**Отрывок для чтения:**
────────────────────────────────────────
В России множество знакомых,
Но мало близких. Тем больней,
Когда их похищают громы
И молнии проклятых дней. (И. Северянин)
Тем больней сегодня - мне. А потому так непривычно трудно находить слова...
Царствие Небесное Вам, Андрей Борисович! И вечная память. Моя память будет такой и будет - до той грани, пока саму меня не отзовут вышние миры. «В память о нашей дружбе...» - так подписали Вы мне последнюю свою книгу. И тогда еще кольнуло это «в память» - словно заблаговременной прощанье... Вот, и пришло время - прощаться. Слишком рано, но у Бога свои суды. Прощайте. И спасибо Вам, что Вы были, за все эти 10 лет спасибо!
Е.В. Семенова
На поклон в Симоново
Москва не безмолвная громада камней холодных, составленных в симметрическом порядке… нет! у нее своя душа, своя жизнь. Как в древнем римском кладбище, каждый ее камень хранит надпись, начертанную временем и роком, надпись, для толпы непонятную, но богатую, обильную мыслями, чувством и вдохновением для ученого, патриота и поэта!
М.Ю. Лермонтов
В пяти верстах от Кремля на высоком левом берегу Москва-реки стоял когда-то богатый и славный Симонов монастырь. Сегодня память о нем почти утрачена, а от былого великолепия остались три обветшалые башни из красного большемерного кирпича, две стены, Тихвинский храм и братская трапезная. Да и тем недолго еще стоять при нынешнем полном равнодушии.
Жизнь обители начиналась в тысяча триста семьдесят восьмом году. К здешним дубовым, березовым и липовым рощам пришел издалека монах Федор с двумя иноками: бывшим брянским воеводой Александром Пересветом и братом его Андреем Ослябей.
Расчистили они место, срубили избу-келью да церковку во имя Рождества Пресвятой Богородицы. Место для молитвенных трудов отменное: тишь и глушь, но в то же время вся Москва с бугра перед глазами. И братия монашествующая из Свято-Данилова – близко, чуть наискось за рекой. Но в отличие от соседей заречных, что в пойме размещались, здесь, на горе, воздух здоровее: суше и теплей.
Уединенное иноческое житье длилось недолго. Скоро из окрестных слобод потянулся за духовным советом крестьянский люд. Полетела молва о богомудрых подвижниках, и вместе с нею зачастила из города уже знать. А следом сам князь Дмитрий избирает своим духовником иеромонаха Феодора, которого, впрочем, хорошо знал еще по Троицкой обители, где тот с двенадцати годков жил в послушании у родного дяди, старца Сергия Радонежского.
Через год Феодору стало суетно в своей юной Симоновой обители, и он решил отделиться. О ту пору пришел из Троицы дядя его Сергий, выбрал новое место для кельи, чуть ближе к краю горы, благословил и велел перенести монастырь сюда, а главный престол устроить во славу праздника Успения Божией Матери, и огородить обитель стеной от мира. Старо-Симоново же с храмом Рождество-Богородицким сделали иноческим погостом.
────────────────────────────────────────
**Исходные данные:**
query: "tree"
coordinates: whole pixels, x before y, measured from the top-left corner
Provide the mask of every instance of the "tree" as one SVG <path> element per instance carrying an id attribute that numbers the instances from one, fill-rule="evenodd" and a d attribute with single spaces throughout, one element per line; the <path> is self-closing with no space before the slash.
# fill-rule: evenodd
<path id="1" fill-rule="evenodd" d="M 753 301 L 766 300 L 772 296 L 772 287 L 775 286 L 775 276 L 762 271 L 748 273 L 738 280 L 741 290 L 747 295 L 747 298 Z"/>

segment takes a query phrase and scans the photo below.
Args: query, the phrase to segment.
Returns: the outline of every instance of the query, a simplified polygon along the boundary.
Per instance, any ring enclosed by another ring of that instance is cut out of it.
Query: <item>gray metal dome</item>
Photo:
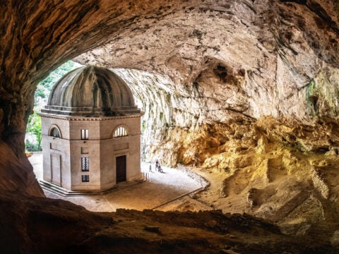
[[[127,84],[107,68],[81,67],[53,87],[42,113],[101,116],[140,114]]]

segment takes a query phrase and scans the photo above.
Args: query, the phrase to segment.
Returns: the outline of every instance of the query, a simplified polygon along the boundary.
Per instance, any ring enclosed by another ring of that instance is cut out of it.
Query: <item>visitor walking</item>
[[[159,164],[159,161],[157,159],[157,160],[155,161],[155,171],[159,171],[160,166],[160,165]]]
────────────────────────────────────────
**Задания к упражнению:**
a – Можете дословно процитировать все строки из раздела «Исходные данные», не включая в ответ изображения?
b – Как бы вы продолжили отрывок об истории Симонова монастыря после его последнего предложения?
Отрывок и строки данных никак не связаны друг с другом.

**Ответы по заданиям:**
a –
query: "tree"
coordinates: whole pixels, x before y, measured from the top-left corner
Provide the mask of every instance of the "tree" as one SVG <path> element per instance carrying an id attribute that numbers the instances from one, fill-rule="evenodd" and a d attribute with single spaces throughout, one element per line; the <path> is self-closing with no space before the slash.
# fill-rule: evenodd
<path id="1" fill-rule="evenodd" d="M 753 301 L 766 300 L 772 296 L 772 287 L 775 286 L 775 276 L 762 271 L 748 273 L 738 280 L 741 290 L 747 295 L 747 298 Z"/>

segment takes a query phrase and scans the photo below.
Args: query, the phrase to segment.
Returns: the outline of every instance of the query, a simplified polygon along the boundary.
Per instance, any ring enclosed by another ring of that instance is cut out of it.
Query: <item>gray metal dome</item>
Photo:
[[[127,84],[107,68],[81,67],[53,87],[42,113],[101,116],[140,114]]]

segment takes a query phrase and scans the photo above.
Args: query, the phrase to segment.
Returns: the outline of every instance of the query, a simplified polygon along the boundary.
Per instance, any ring enclosed by another ring of that instance is cut out of it.
Query: <item>visitor walking</item>
[[[159,164],[159,161],[157,159],[157,160],[155,161],[155,171],[159,171],[160,166],[160,165]]]

b –
Так заложена была духовная колыбель, где вскармливалась идея государственной независимости. Да, именно здесь, невдалеке от сегодняшней станции метро «Автозаводская», долгих два года обсуждал князь Дмитрий со своим духовником будущие пути самостояния земли нашей, нащупывал в беседах средства достижения цели. Здесь же укреплялась решимость биться насмерть с разбойничьим войском узурпатора Мамая. Отсюда уходили на Куликовскую битву богатыри святорусские Пересвет и Ослябя. Сюда потом и вернулся их прах, в крипту церкви. А в закрепление той победы, вырабатывалась в Симонове монастыре духовная (завещание) Дмитрия Донского, где впервые со времен Батыевых передавал русский князь детям власть и земли без ханского на то соизволения.
Архимандрит же Феодор спустя четыре года после Куликовского сражения был возведен в архиерейский сан и поставлен на кафедру Ростова Великого. Этим событием род преподобного Сергия Радонежского вернулся в свой город и навсегда духовно соединил его с Москвой. В те поры земли объединяла своими трудами, служением прежде всего Церковь. Она создавала общее исповедно-культурное пространство. Так, например, святитель Феодор являлся одновременно едва ли не самым крупным иконописцем, украсившим образами многие церкви Москвы и Ростова.
С конца четырнадцатого века Симонов монастырь растет быстро. Сам Патриарх Константинопольский взял его под свое управление, что ограждало от какого-либо вмешательства в дела внутреннего устройства. И вот уже в начале нового столетия обитель – одна из самых на Руси крупных и населенных. С тем и встретила эпоху землепроходчества, широкого освоения окраин.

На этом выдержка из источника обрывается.